> **Recorded data**:

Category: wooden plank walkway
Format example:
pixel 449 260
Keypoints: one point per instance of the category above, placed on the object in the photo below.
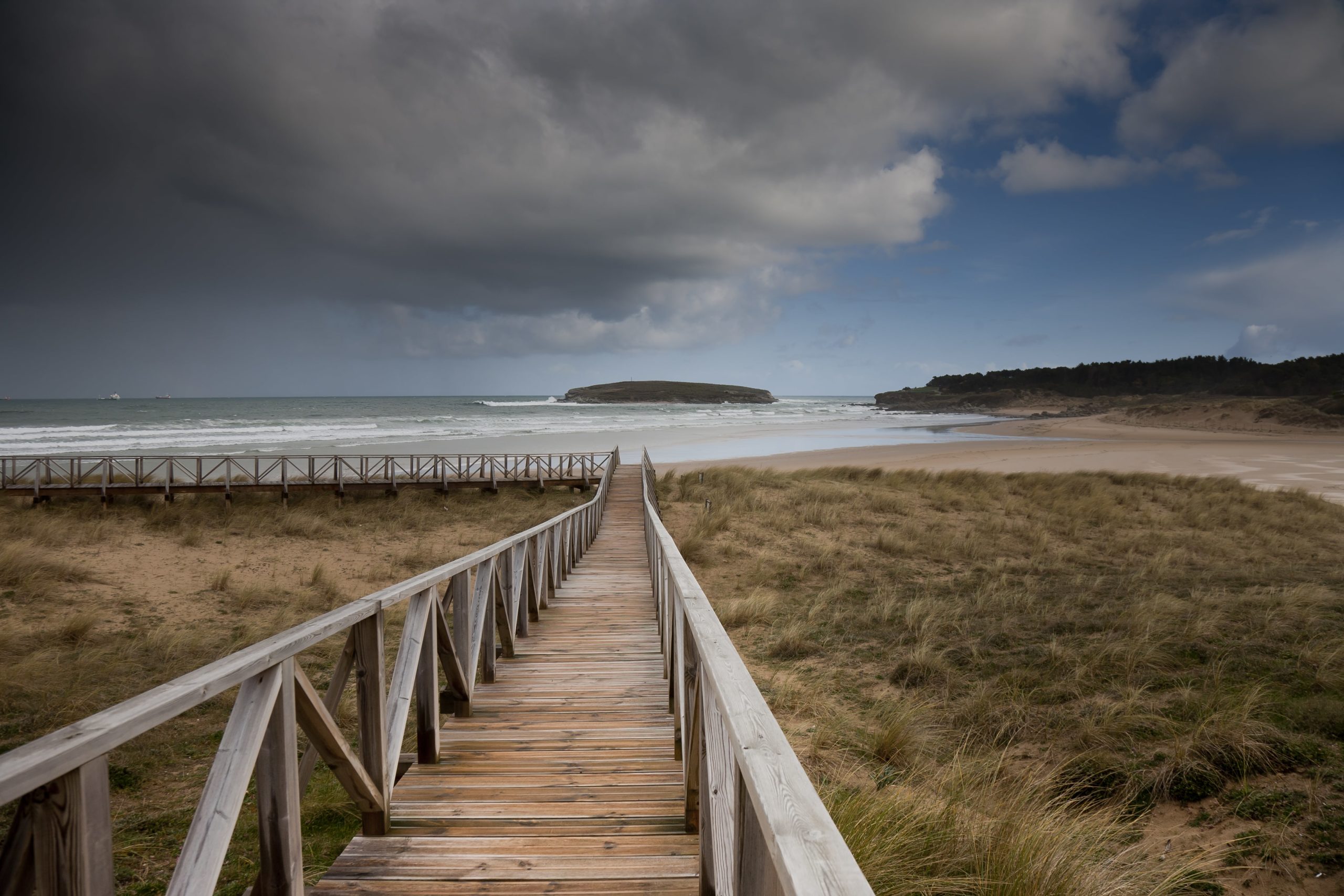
pixel 563 781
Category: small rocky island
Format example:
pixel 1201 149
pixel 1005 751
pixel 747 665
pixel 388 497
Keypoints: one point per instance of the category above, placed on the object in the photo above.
pixel 667 393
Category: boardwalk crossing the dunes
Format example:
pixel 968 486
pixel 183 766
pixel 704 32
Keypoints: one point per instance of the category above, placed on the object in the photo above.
pixel 563 779
pixel 582 724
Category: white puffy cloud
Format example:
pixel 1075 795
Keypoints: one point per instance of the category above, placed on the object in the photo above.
pixel 1264 343
pixel 1266 71
pixel 673 316
pixel 1256 227
pixel 1033 168
pixel 1297 292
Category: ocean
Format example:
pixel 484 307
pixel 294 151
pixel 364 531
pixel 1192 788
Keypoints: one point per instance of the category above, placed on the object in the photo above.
pixel 457 424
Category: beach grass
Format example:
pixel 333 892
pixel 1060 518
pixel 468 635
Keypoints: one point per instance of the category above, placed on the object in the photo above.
pixel 994 678
pixel 102 605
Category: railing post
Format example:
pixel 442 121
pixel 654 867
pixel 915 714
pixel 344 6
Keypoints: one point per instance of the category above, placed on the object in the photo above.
pixel 464 612
pixel 692 727
pixel 279 820
pixel 426 688
pixel 756 873
pixel 371 700
pixel 71 833
pixel 491 624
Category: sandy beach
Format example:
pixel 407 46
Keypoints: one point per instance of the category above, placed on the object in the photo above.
pixel 1307 461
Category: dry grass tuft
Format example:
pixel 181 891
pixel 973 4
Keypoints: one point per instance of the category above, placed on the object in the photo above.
pixel 1146 638
pixel 33 571
pixel 71 645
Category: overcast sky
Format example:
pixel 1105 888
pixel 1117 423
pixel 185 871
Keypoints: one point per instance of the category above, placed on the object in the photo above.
pixel 842 196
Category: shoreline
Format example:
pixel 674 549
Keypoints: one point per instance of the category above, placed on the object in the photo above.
pixel 1272 460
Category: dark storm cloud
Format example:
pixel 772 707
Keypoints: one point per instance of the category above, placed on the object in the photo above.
pixel 643 172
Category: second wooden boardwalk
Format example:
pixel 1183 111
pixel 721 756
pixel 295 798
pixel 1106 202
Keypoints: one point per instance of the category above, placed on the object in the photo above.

> **Exercise task**:
Update everything from the start of the items down to the line containing "pixel 457 424", replacing "Format example" with "Sample format" and leaving everything else unchanged. Leave the pictures out of your answer.

> **Result for this task**:
Category: wooden plank walkway
Sample format:
pixel 449 260
Keypoints: one point per instance of the category above, placed on the object in the photo below.
pixel 563 781
Category: small rocky island
Sample format:
pixel 1201 149
pixel 1005 751
pixel 747 665
pixel 388 497
Keypoints: one point per instance of the category above, placed on the object in the photo above.
pixel 667 393
Category: boardwalk crossing the dunes
Sample format:
pixel 968 486
pixel 183 766
pixel 704 32
Keypoints: one point per instance of the category above, placed on the object in the photo above.
pixel 563 779
pixel 582 724
Category: white puffy cloud
Sample format:
pixel 1075 795
Keypoints: one point per instance of the category above, placed on the object in the photo above.
pixel 1264 343
pixel 1266 71
pixel 673 316
pixel 1256 227
pixel 1033 168
pixel 1297 292
Category: ocean
Sample format:
pixel 484 307
pixel 294 151
pixel 364 531
pixel 1192 788
Keypoints: one point per instance of the category above, placed on the object in the photo above.
pixel 457 424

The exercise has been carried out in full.